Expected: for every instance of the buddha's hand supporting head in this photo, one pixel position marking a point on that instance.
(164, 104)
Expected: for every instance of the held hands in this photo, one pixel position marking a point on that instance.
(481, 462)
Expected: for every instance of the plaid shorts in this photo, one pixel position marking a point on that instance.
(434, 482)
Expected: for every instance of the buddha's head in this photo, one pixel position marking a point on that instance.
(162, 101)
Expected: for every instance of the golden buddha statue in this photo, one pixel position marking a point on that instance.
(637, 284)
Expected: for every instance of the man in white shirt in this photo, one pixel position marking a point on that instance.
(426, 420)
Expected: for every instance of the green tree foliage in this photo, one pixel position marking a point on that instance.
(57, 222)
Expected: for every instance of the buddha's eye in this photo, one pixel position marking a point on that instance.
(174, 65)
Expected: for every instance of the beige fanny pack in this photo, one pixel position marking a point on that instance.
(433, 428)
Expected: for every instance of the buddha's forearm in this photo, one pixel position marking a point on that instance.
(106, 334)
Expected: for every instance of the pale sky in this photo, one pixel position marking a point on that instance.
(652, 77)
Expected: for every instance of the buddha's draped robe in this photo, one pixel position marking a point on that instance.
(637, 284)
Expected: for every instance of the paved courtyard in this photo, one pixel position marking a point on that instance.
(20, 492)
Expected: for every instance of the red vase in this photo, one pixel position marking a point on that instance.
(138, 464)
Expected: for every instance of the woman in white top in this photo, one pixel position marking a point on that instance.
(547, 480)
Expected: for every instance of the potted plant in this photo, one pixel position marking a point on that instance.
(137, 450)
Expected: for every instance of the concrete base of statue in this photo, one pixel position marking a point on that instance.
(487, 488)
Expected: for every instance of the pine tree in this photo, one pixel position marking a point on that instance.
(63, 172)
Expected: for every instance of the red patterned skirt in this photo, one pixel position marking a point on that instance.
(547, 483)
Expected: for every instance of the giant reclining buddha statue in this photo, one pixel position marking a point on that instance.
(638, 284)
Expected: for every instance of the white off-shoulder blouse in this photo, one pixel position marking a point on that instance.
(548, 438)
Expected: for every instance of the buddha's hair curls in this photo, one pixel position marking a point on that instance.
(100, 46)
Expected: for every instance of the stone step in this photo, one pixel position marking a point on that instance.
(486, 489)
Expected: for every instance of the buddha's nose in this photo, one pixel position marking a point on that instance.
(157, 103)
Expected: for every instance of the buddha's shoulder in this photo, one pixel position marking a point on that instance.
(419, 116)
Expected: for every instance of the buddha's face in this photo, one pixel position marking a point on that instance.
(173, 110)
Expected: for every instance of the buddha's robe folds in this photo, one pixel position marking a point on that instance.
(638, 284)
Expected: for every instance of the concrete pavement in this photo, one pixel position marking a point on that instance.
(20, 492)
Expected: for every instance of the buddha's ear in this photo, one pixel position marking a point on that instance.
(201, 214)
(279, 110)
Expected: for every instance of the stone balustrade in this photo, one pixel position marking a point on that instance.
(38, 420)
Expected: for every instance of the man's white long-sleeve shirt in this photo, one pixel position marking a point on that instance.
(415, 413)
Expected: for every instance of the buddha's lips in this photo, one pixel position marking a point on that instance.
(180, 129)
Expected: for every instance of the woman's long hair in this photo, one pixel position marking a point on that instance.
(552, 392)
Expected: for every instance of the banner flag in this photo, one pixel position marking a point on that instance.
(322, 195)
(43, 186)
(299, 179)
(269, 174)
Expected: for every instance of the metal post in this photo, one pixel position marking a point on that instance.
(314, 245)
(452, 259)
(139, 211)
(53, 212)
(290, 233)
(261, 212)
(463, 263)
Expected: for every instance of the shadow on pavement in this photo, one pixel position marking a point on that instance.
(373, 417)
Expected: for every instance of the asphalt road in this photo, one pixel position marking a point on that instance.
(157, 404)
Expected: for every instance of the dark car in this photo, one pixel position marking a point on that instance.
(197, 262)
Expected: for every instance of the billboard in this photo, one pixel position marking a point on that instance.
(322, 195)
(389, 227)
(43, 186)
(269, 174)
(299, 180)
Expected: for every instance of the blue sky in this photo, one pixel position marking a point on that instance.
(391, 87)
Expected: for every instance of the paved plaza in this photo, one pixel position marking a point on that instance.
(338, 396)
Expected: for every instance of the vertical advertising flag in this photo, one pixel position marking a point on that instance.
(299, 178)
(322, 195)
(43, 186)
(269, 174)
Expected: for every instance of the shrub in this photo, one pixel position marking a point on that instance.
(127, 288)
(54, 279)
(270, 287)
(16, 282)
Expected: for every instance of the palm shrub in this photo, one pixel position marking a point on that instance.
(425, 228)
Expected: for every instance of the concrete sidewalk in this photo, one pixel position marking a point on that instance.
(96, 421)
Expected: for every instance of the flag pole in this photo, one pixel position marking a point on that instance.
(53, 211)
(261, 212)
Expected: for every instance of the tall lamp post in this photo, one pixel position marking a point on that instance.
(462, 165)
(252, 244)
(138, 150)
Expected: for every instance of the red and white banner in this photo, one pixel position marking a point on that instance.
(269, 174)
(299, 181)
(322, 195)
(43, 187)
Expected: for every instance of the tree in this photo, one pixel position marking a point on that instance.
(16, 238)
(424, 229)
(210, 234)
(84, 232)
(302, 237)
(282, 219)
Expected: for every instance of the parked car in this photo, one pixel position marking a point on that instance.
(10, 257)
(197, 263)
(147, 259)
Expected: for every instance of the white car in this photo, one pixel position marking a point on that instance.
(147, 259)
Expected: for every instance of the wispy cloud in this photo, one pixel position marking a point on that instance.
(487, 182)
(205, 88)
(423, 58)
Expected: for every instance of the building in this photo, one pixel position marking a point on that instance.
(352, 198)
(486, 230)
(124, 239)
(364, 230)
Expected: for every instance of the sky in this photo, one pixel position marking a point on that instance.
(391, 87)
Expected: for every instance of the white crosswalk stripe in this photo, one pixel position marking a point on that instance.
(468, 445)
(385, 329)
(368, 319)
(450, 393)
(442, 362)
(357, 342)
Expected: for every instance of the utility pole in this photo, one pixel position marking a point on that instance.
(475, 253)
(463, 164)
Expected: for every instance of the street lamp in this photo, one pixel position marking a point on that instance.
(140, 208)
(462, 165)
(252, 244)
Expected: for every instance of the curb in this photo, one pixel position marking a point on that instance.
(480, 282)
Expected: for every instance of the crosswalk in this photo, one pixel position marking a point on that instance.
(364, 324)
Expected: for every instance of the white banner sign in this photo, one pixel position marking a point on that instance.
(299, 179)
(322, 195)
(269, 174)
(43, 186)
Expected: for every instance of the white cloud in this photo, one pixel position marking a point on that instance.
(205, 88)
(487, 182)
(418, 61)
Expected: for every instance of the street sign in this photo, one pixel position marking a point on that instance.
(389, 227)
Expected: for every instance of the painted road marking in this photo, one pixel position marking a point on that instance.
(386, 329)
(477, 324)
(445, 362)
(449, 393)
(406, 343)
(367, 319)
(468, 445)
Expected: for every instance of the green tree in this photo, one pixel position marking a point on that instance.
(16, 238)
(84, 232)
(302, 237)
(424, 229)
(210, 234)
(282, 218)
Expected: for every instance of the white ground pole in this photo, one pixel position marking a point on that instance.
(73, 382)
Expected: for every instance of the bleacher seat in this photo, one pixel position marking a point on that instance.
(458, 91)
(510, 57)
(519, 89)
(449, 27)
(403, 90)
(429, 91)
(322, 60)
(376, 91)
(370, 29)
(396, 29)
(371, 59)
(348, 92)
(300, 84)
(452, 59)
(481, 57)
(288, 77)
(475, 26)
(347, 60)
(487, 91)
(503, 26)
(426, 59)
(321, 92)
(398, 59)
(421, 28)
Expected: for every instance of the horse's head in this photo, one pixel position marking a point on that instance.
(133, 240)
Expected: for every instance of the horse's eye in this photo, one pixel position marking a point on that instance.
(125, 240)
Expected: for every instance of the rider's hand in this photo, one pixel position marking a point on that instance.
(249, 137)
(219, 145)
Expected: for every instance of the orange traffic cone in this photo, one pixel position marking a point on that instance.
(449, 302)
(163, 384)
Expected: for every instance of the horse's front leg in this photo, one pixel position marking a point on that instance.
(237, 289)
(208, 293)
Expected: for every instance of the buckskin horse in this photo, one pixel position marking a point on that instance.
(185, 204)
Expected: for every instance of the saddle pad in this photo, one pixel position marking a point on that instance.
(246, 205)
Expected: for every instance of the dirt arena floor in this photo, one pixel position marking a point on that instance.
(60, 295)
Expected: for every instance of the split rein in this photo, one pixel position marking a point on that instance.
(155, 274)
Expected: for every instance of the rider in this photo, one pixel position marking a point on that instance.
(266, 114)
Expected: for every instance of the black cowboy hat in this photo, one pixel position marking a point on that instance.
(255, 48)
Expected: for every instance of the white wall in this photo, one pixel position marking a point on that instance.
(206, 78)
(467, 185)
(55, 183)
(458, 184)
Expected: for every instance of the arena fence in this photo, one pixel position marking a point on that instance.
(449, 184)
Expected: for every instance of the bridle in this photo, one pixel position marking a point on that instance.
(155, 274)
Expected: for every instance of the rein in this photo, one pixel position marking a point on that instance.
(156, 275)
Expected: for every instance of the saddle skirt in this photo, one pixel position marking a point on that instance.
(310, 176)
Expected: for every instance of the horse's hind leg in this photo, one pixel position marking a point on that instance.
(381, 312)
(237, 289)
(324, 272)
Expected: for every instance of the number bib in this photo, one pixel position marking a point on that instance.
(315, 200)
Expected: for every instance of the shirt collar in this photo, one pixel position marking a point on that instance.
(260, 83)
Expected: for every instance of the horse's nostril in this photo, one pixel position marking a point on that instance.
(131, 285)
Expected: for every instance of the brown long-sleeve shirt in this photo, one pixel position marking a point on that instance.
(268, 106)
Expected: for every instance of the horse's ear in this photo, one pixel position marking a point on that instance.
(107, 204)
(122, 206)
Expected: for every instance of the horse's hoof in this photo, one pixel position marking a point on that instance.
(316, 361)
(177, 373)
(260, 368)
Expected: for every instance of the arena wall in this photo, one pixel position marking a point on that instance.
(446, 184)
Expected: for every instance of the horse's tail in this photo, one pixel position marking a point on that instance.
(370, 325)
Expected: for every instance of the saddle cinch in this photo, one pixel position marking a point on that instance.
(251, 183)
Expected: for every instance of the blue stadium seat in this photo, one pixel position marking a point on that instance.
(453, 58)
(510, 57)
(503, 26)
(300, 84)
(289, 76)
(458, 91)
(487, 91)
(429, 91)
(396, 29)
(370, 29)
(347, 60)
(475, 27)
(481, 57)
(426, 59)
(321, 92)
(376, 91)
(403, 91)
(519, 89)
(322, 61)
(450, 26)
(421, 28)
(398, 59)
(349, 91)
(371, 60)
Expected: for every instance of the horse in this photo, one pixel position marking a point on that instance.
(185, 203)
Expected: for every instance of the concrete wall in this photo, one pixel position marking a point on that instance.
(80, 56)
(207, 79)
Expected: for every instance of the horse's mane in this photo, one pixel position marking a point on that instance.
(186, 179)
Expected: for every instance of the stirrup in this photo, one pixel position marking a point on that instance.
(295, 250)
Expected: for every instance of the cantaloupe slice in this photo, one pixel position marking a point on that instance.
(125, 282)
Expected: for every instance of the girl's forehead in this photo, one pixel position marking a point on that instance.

##########

What this task involves:
Write out only the final block of lines, starting at the line with "Expected: for every instance of the horse's mane" and running to the end of the material.

Solution:
Expected: for every instance of the horse's mane in this photo, one pixel position marking a point on that instance.
(186, 179)
Expected: for every instance of the stirrup in this photo, one pixel position marking a point on that instance.
(295, 250)
Expected: for every instance of the cantaloupe slice in this photo, one pixel position marking a point on that instance.
(125, 282)
Expected: for every instance of the girl's forehead in this photo, one pixel position marking a point on that instance.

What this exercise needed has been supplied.